THE DRONGOSTHE DRONGOS

 

Nach kurzer Pause an der Mole und einem möglichen Ein- und Aussteigen geht es mit den Thee Drongos weiter. Hier verlässt aber keiner freiwillig die natürlich ausverkaufte(!) Barkasse – alle wollen rocken! Das Publikum ist heute im Durchschnitt erstaunlich jung und auch viele Konzertbesucherinnen sind anwesend.

Thee Drongos ist eine weitere Band um den exzentrischen Sänger und Gitarristen Ray Orson. Regelmäßigen Konzertgängern und/oder Lesern dieser Konzertschmonzette sollten „The Beasts“ bereits hinlänglich bekannt sein. Die rockenden Mumien haben schon einige untote Pharaonen zum Schwitzen und die Wände derer Pyramiden zum Wackeln gebracht. Zord Drongo sitzt da ebenfalls hinterm Schlagzeug, statt Cleopatra III am Keyboard bei den Beasts steht hier bei den Drongos jedoch Juliette Drongo am Mikrophon und spielt zudem eine der beiden Gitarren.

Zudem übernimmt sie den Großteil des Gesangs, der mich teilweise an eine weibliche Form der Ramones erinnert. Derweil konzentriert sich der umtriebige Ray Orson auf die Lead-Gitarre und übernimmt teilweise die Backing Vocals. Nur normale Akkorde sind ihm ohnehin viel zu platt – gerne schwingt auch hier der Surf-Vibe durch. Wie bei den Cheating Hearts sind viele der Einflüsse im 60s Sound zu finden, aber nichts ist pomadig oder mit langweiligem Alt-Herrn-Rockabilly zu vergleichen.

▶ **ERFASSTE DATEN**:
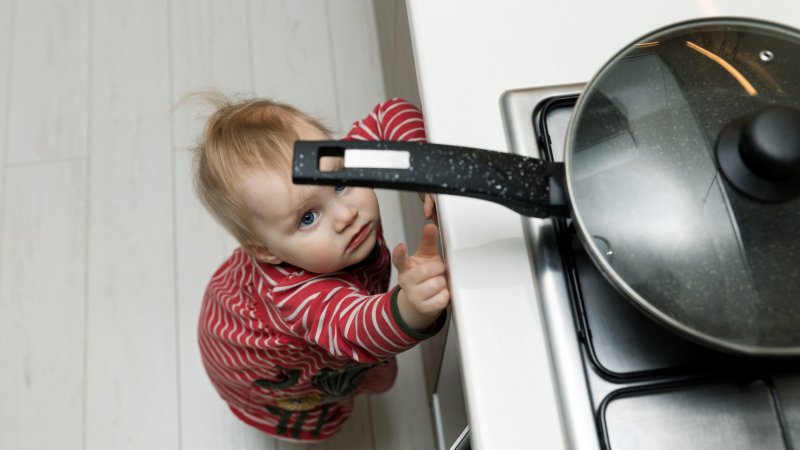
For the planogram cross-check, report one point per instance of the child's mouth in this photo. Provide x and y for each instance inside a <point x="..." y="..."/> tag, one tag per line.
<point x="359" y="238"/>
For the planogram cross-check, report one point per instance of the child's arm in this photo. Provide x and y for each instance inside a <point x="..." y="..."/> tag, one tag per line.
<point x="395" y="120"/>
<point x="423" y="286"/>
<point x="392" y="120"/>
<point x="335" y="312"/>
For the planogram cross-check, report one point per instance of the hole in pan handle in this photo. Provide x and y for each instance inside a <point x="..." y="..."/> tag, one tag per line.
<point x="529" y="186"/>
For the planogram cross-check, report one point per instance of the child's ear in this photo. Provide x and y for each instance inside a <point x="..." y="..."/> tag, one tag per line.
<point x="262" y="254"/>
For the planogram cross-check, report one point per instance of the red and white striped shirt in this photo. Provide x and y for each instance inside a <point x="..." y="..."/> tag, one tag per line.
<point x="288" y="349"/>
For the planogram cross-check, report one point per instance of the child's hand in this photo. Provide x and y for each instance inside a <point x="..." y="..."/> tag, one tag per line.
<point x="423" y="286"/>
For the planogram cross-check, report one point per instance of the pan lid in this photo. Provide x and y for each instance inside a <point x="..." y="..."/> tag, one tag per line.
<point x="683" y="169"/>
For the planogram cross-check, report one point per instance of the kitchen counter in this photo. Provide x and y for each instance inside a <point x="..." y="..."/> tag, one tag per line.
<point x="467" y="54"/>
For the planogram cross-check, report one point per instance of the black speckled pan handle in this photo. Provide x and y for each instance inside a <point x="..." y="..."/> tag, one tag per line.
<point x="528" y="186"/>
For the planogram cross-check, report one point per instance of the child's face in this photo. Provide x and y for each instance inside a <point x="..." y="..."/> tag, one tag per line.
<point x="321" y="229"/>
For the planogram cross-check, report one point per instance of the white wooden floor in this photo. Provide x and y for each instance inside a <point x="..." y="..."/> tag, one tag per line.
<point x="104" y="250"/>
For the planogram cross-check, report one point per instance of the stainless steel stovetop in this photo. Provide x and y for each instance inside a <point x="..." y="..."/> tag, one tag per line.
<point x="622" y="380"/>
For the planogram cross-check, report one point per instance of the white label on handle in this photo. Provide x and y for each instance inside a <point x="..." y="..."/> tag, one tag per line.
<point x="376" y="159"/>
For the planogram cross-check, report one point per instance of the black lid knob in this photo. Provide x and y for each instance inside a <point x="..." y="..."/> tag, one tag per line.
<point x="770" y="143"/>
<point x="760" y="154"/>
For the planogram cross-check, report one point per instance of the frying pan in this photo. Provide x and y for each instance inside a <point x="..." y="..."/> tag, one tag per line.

▶ **AUFGABEN**:
**A.** Wer sitzt laut dem Konzertbericht über Thee Drongos am Schlagzeug?
**B.** Schreib den Konzertbericht über Thee Drongos nach seinem letzten Satz weiter.

▶ **ERGEBNISSE**:
**A.** Zord Drongo

**B.**
 

THE DRONGOSTHE DRONGOS

 

Für die Bühnenpräsenz hat sich der gleichsam extrovertierte Orson etwas ganz Neues überlegt: Es werden mexikanische Wrestler-Masken (hier der Tuamalteke-Style) getragen! Do the Drongo!, sag ich nur. Natürlich wird das Lied – die Hymne der Band – ebenfalls gespielt und das Becken scheppert. Dafür bittet die Band zuvor allerdings um Unterstützung aus dem Publikum.

Ein Tamborin – oder ein Schellenkranz, da bin ich mir nicht mehr sicher – wird ausgerechnet dem Donster vor die Nase gehalten. Dieser erstarrt erneut zur Salzsäule und ich spähe sofort vor ihn, ob da wieder ein Kamm liegt, von dem er zuvor getroffen wurde. Aber nichts - und das Instrument greift sich eine andere Konzertbesucherin und macht natürlich den Drongo! Nein, wir alle machen ihn und der Garage-Rock-Surf-Punk geht weiter! Zum Schluss werden noch die beiden Gitarren an deren Hälsen zusammen geschreddert und ich bin mir sicher, die müssen danach neu gestimmt werden. „Die Fahrt war viel zu schnell zu Ende“, bemerkt Juliette Drongo erstaunt, als wir uns wieder dem Anleger nähern und damit hat sie leider Recht.

Nichtsdestotrotz geht der Drongo - zurück an Land - weiter und zwar im Zug bis wir wieder in Kiel sind!

Do the Drongo!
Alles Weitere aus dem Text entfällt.